- TASK DETAILS -
From the records below, pull out each line containing the word "construction" and copy it in full.

Coordinate labeling data
══════════
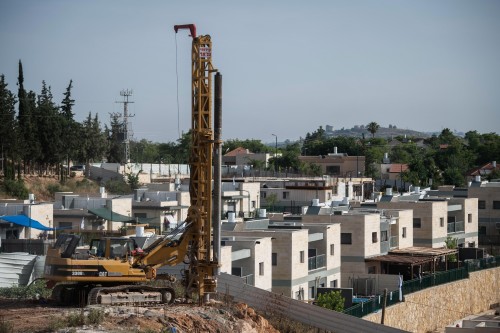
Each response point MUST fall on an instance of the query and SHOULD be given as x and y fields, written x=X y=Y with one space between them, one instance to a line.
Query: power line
x=126 y=93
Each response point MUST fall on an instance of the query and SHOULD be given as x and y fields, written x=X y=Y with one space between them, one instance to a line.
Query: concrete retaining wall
x=436 y=307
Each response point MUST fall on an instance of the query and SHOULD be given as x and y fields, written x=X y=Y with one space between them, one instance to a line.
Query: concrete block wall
x=436 y=307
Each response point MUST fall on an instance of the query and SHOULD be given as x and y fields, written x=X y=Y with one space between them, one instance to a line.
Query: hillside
x=44 y=187
x=383 y=132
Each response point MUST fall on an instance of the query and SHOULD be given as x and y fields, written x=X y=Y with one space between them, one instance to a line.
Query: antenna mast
x=126 y=93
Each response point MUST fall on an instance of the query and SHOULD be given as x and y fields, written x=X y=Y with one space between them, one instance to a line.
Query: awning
x=109 y=215
x=25 y=221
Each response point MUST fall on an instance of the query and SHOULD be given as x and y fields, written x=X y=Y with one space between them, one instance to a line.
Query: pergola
x=413 y=257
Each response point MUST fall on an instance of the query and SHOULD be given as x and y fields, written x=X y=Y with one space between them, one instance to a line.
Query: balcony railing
x=317 y=262
x=248 y=279
x=394 y=242
x=456 y=227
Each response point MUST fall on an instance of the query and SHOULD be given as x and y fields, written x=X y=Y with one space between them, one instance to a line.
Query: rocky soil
x=35 y=317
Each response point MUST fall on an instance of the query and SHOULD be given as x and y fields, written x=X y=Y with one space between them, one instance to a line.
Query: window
x=345 y=238
x=311 y=292
x=66 y=225
x=333 y=169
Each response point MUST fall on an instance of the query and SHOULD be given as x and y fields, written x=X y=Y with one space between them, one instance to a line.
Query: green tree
x=28 y=144
x=373 y=127
x=133 y=180
x=255 y=146
x=50 y=132
x=271 y=200
x=332 y=300
x=71 y=129
x=93 y=141
x=8 y=129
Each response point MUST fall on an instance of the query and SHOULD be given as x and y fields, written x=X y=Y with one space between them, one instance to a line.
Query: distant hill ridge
x=382 y=132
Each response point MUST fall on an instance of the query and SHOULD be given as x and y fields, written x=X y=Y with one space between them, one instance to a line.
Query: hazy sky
x=288 y=66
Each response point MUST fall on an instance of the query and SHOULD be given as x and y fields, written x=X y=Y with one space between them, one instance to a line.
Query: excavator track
x=131 y=295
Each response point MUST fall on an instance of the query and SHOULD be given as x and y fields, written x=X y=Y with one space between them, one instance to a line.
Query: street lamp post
x=275 y=152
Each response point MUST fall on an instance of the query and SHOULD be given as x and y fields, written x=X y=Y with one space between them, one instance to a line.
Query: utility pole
x=126 y=93
x=384 y=304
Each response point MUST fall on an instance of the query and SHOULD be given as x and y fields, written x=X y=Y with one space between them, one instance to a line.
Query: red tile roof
x=398 y=167
x=238 y=151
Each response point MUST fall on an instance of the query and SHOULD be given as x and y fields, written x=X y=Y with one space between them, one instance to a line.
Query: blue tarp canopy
x=26 y=222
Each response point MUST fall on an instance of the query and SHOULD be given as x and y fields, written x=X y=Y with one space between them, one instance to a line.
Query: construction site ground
x=36 y=317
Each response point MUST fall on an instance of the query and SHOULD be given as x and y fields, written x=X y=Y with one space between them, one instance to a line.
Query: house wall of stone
x=436 y=307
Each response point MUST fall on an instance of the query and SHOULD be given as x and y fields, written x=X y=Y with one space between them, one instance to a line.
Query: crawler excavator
x=113 y=271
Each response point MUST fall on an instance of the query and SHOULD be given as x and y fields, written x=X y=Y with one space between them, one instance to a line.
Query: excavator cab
x=111 y=247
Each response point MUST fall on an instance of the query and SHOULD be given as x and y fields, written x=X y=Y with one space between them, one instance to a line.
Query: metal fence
x=376 y=303
x=484 y=263
x=308 y=314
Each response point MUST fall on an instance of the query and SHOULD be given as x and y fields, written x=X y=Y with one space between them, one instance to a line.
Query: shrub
x=35 y=290
x=332 y=300
x=6 y=326
x=53 y=188
x=16 y=188
x=76 y=319
x=95 y=317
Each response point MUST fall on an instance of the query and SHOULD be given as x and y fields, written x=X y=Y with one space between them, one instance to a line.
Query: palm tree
x=372 y=128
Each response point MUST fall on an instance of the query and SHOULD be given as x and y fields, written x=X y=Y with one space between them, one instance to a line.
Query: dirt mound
x=180 y=318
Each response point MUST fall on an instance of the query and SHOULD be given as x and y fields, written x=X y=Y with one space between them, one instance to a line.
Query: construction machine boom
x=113 y=271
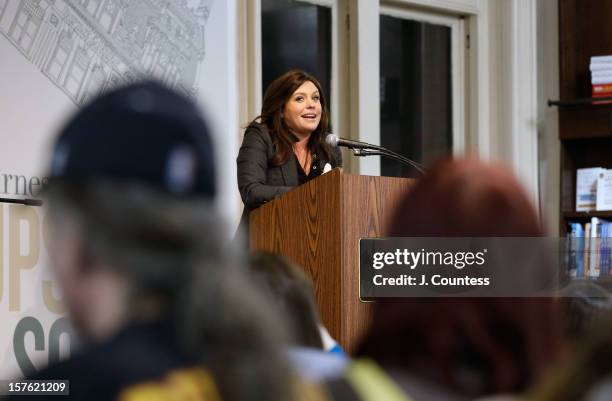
══════════
- OUTPUT -
Query: construction site ground
Query: construction machine boom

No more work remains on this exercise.